= Records for the exercise =
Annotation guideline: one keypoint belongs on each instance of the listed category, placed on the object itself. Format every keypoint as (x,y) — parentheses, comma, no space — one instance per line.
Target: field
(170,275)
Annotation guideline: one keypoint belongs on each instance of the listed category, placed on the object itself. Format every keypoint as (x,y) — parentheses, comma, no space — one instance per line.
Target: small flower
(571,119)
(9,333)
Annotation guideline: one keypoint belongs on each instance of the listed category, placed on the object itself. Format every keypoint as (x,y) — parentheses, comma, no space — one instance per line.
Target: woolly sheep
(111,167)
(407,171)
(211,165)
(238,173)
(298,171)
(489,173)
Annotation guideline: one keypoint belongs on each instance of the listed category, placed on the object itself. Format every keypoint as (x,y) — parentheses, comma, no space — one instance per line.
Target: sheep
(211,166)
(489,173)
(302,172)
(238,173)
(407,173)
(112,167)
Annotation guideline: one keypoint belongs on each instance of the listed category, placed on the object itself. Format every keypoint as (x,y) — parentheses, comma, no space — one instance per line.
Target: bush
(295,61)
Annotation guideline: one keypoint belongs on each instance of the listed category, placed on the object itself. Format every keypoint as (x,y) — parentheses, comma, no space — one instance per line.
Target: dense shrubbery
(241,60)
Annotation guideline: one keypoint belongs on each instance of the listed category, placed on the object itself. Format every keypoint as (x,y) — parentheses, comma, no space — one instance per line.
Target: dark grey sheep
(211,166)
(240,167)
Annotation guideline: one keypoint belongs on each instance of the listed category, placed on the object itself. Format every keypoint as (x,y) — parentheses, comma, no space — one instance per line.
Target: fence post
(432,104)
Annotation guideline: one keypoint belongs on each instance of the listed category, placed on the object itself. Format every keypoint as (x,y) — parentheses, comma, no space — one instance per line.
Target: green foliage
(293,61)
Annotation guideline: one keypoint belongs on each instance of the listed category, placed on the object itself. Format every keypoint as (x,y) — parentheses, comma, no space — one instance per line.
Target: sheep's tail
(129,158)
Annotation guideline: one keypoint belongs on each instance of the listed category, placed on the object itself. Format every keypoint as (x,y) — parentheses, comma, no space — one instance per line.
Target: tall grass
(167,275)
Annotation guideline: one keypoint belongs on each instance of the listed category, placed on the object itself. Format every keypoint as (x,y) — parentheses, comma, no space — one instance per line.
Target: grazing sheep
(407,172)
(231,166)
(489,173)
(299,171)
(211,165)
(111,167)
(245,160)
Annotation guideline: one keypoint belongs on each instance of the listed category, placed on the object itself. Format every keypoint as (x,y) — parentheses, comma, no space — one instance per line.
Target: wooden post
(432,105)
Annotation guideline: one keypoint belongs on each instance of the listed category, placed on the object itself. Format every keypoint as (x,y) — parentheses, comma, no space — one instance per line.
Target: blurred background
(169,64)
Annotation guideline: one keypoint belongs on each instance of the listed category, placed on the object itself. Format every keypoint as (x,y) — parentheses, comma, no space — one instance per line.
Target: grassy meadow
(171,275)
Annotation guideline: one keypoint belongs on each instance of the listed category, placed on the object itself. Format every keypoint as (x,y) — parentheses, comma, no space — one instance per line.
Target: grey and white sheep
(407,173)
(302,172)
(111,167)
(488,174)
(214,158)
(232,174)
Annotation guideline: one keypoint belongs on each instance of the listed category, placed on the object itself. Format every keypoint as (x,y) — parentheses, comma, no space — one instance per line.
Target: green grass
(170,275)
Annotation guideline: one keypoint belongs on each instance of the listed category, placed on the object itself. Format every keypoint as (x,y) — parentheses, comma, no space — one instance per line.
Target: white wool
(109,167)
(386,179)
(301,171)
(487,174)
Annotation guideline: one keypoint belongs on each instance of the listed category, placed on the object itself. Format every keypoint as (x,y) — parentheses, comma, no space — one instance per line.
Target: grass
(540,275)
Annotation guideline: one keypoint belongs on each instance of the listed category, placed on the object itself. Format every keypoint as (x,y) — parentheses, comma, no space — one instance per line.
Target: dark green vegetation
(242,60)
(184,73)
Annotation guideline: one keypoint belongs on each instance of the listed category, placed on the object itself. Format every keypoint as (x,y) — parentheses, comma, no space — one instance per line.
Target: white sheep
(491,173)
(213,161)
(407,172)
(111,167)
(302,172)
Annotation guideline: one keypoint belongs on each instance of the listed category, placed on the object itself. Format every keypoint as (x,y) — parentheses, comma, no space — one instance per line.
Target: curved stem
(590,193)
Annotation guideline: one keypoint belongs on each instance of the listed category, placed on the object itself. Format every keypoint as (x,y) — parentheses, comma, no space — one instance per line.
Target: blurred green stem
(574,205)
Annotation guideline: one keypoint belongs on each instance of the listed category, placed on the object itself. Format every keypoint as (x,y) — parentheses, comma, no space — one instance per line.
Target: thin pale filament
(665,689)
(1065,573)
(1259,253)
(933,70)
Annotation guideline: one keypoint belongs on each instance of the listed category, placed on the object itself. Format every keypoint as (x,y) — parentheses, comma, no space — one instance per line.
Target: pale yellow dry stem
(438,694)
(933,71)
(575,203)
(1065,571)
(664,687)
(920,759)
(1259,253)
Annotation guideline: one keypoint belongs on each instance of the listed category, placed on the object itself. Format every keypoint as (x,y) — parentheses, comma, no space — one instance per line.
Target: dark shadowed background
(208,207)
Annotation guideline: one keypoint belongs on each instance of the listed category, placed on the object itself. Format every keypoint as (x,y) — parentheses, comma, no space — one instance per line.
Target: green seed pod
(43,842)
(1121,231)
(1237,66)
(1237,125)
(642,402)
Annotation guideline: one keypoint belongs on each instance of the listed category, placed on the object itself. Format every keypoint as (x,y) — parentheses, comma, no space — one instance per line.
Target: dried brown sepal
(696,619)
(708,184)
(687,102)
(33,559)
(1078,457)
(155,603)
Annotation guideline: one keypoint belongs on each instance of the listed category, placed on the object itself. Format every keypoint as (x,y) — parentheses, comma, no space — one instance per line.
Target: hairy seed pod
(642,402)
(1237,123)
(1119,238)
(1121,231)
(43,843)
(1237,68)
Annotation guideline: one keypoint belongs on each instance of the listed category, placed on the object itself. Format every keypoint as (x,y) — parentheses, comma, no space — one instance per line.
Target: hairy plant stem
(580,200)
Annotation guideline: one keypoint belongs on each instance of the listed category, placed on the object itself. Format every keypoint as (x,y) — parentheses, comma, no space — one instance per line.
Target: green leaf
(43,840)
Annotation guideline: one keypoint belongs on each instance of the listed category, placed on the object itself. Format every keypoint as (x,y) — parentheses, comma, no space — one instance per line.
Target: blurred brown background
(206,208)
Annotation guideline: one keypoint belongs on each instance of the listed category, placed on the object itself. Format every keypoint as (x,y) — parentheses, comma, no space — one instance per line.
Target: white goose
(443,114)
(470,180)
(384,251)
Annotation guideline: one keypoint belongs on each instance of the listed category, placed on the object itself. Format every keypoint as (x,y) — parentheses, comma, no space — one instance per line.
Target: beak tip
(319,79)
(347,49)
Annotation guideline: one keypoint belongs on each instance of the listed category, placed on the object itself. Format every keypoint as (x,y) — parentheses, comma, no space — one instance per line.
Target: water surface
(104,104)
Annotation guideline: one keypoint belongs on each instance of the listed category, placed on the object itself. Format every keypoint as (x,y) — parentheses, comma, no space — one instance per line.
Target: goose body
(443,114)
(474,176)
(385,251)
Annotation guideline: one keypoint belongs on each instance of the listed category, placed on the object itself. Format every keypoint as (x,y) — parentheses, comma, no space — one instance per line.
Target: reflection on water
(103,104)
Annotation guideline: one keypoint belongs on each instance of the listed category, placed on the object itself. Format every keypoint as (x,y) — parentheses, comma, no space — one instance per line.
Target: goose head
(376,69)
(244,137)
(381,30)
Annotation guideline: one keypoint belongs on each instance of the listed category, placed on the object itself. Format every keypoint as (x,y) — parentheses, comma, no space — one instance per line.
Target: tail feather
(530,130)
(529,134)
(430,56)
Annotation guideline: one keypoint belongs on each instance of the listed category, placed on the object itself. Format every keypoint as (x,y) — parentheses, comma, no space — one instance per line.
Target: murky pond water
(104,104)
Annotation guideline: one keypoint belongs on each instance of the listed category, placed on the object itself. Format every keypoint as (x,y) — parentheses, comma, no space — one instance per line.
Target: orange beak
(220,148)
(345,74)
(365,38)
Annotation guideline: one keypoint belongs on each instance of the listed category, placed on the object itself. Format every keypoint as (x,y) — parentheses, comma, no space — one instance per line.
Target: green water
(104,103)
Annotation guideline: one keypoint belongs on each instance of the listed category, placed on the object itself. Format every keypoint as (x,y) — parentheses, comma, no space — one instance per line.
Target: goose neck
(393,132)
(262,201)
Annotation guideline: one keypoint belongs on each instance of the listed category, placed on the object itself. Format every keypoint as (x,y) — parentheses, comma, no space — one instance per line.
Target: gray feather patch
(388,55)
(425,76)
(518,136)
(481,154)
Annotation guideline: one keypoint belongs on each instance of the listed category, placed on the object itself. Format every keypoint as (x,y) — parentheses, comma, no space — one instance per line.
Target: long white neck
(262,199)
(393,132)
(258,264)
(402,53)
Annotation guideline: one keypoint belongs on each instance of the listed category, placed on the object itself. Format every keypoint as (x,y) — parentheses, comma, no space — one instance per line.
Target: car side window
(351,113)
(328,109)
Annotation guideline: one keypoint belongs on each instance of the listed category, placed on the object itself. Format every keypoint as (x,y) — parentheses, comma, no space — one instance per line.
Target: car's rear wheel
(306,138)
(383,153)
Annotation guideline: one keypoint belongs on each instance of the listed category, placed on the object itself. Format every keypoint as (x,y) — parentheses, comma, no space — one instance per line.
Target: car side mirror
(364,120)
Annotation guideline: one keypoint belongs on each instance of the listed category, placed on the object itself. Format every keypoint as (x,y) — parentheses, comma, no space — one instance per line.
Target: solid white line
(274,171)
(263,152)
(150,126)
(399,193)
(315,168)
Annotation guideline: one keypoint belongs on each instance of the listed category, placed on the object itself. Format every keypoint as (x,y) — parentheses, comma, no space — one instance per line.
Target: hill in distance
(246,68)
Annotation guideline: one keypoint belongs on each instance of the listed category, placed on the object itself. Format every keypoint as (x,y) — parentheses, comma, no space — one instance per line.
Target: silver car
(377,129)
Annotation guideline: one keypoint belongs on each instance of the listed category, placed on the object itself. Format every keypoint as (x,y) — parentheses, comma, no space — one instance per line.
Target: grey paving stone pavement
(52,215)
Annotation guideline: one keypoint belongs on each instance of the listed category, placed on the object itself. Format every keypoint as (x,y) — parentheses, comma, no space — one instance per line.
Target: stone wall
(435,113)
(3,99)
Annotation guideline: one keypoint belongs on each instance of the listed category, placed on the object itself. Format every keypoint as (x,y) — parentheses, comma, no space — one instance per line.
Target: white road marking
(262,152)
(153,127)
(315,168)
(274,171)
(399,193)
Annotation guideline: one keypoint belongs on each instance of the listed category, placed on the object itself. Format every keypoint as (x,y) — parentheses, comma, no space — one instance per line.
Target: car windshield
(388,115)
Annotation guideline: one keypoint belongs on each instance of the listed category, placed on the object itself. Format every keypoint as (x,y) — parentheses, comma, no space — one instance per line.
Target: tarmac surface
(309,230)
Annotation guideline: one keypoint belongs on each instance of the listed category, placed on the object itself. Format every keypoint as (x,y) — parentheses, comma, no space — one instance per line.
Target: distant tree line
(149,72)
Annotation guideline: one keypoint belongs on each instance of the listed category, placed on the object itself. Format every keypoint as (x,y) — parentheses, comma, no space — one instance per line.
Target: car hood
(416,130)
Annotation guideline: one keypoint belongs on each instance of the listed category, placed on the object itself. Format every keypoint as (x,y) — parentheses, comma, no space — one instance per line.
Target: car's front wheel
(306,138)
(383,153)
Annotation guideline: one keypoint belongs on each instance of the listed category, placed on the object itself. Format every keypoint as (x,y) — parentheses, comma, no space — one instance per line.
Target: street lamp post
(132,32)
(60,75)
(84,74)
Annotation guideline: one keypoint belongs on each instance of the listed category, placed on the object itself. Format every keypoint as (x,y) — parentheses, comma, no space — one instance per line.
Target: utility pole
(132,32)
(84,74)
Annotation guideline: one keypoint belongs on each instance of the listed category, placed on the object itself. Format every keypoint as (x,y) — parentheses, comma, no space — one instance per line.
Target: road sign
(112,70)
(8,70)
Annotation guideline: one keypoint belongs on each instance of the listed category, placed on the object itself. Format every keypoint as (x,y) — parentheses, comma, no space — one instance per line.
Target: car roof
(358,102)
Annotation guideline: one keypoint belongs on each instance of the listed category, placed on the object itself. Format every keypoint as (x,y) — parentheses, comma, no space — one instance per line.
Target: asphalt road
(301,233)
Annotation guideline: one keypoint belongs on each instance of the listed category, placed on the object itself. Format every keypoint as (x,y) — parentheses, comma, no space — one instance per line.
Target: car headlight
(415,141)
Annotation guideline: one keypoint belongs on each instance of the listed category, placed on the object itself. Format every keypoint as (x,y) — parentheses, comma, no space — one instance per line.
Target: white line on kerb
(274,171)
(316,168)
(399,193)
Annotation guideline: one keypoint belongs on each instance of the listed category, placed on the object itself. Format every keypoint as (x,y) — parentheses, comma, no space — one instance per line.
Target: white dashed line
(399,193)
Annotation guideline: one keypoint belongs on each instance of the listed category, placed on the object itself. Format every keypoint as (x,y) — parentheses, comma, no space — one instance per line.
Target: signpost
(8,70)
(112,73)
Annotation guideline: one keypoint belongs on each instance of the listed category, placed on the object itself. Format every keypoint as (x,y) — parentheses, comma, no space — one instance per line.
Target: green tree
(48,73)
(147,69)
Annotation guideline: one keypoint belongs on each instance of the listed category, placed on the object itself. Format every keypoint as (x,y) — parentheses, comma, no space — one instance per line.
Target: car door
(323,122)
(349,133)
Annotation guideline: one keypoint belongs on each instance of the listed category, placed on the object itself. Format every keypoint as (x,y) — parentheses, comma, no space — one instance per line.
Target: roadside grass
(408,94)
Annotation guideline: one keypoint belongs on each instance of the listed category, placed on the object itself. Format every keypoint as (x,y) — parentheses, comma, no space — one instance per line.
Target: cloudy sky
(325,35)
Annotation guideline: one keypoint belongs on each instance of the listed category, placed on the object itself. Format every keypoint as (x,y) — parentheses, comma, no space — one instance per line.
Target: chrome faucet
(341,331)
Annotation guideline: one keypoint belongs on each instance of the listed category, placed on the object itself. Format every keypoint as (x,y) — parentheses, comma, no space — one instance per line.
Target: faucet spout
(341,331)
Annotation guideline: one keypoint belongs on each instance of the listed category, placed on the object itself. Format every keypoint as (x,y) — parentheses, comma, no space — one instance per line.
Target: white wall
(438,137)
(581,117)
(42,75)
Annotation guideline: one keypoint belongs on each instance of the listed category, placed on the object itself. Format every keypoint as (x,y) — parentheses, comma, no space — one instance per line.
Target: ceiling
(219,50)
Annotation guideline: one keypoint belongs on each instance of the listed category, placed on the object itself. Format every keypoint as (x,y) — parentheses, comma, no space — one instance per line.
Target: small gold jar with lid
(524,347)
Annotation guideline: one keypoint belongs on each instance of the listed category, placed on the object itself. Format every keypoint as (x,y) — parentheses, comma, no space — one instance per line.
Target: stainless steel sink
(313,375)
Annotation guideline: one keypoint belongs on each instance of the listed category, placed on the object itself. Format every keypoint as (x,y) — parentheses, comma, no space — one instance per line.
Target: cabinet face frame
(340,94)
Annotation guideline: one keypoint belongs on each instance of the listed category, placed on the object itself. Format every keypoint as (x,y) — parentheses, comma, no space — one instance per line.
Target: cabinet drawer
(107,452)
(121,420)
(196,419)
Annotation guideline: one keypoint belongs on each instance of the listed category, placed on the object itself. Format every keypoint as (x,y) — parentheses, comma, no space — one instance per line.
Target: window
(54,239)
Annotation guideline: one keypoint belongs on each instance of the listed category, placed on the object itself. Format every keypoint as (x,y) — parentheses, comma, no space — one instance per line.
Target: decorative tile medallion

= Short exercise =
State how many lines of the items above contain the string "green", treating uppercase and lowercase letters as distinct. Give only the number.

= Answer =
8